Input for this task —
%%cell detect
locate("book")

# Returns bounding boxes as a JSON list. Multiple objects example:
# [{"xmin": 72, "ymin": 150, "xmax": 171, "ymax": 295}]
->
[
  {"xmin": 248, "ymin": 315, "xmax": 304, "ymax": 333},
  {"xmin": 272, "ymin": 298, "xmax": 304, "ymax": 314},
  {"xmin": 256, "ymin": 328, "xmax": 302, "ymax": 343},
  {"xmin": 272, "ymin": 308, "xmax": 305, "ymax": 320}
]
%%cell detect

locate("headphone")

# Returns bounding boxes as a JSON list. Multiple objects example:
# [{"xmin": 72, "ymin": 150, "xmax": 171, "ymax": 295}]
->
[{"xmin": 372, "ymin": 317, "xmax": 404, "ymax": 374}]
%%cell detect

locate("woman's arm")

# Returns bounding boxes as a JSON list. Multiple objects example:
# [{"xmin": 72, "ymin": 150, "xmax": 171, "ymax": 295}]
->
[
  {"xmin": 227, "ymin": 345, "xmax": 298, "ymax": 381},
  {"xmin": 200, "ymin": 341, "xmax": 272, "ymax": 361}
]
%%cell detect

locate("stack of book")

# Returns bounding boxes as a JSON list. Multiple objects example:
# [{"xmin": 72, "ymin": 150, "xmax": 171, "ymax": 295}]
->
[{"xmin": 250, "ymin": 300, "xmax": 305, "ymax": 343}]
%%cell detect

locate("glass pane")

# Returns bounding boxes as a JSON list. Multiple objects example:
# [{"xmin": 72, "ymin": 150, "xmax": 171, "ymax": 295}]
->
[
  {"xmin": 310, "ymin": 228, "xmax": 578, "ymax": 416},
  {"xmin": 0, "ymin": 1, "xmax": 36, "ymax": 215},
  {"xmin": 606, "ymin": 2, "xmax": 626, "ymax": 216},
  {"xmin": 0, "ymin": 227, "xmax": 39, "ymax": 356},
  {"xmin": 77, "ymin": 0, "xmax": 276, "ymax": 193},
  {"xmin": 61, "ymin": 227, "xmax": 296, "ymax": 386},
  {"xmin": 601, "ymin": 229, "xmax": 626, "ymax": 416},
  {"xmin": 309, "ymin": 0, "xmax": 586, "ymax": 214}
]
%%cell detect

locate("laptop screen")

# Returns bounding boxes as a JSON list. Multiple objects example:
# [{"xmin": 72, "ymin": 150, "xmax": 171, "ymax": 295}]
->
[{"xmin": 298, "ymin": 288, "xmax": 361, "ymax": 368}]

Instruction — Reproduce every one of the records above line for line, with no changes to any character.

Exercise response —
%%cell detect
locate("book")

# Returns bounding boxes as a JSON list. Multiple objects example:
# [{"xmin": 72, "ymin": 150, "xmax": 171, "ymax": 295}]
->
[
  {"xmin": 248, "ymin": 315, "xmax": 304, "ymax": 333},
  {"xmin": 272, "ymin": 298, "xmax": 304, "ymax": 314},
  {"xmin": 256, "ymin": 328, "xmax": 302, "ymax": 343},
  {"xmin": 272, "ymin": 308, "xmax": 305, "ymax": 320}
]
%%cell detect

locate("headphone")

# Returns bounding boxes as a JSON list. Multiple objects example:
# [{"xmin": 72, "ymin": 150, "xmax": 171, "ymax": 295}]
->
[{"xmin": 372, "ymin": 317, "xmax": 404, "ymax": 374}]
%%cell detect

locate("woman's arm")

# Returns bounding boxes as a JSON list. Multiple objects example:
# [{"xmin": 72, "ymin": 150, "xmax": 171, "ymax": 295}]
->
[
  {"xmin": 227, "ymin": 345, "xmax": 298, "ymax": 381},
  {"xmin": 200, "ymin": 341, "xmax": 272, "ymax": 361}
]
%%cell detect

locate("stack of book")

# Returns bounding boxes as a JSON list. Multiple objects example:
# [{"xmin": 72, "ymin": 150, "xmax": 171, "ymax": 295}]
->
[{"xmin": 250, "ymin": 300, "xmax": 305, "ymax": 343}]
%%cell detect

locate("glass pane")

# Returns bounding boxes as a JSON list. Multiple objects example:
# [{"xmin": 72, "ymin": 150, "xmax": 171, "ymax": 295}]
->
[
  {"xmin": 310, "ymin": 228, "xmax": 578, "ymax": 416},
  {"xmin": 0, "ymin": 1, "xmax": 36, "ymax": 215},
  {"xmin": 606, "ymin": 2, "xmax": 626, "ymax": 216},
  {"xmin": 0, "ymin": 227, "xmax": 39, "ymax": 356},
  {"xmin": 77, "ymin": 0, "xmax": 276, "ymax": 193},
  {"xmin": 61, "ymin": 227, "xmax": 296, "ymax": 386},
  {"xmin": 601, "ymin": 229, "xmax": 626, "ymax": 416},
  {"xmin": 309, "ymin": 0, "xmax": 586, "ymax": 214}
]
%%cell detect

locate("laptop screen")

# Returns bounding boxes as a JSON list. Multiple objects example:
# [{"xmin": 72, "ymin": 150, "xmax": 171, "ymax": 295}]
->
[{"xmin": 298, "ymin": 288, "xmax": 361, "ymax": 368}]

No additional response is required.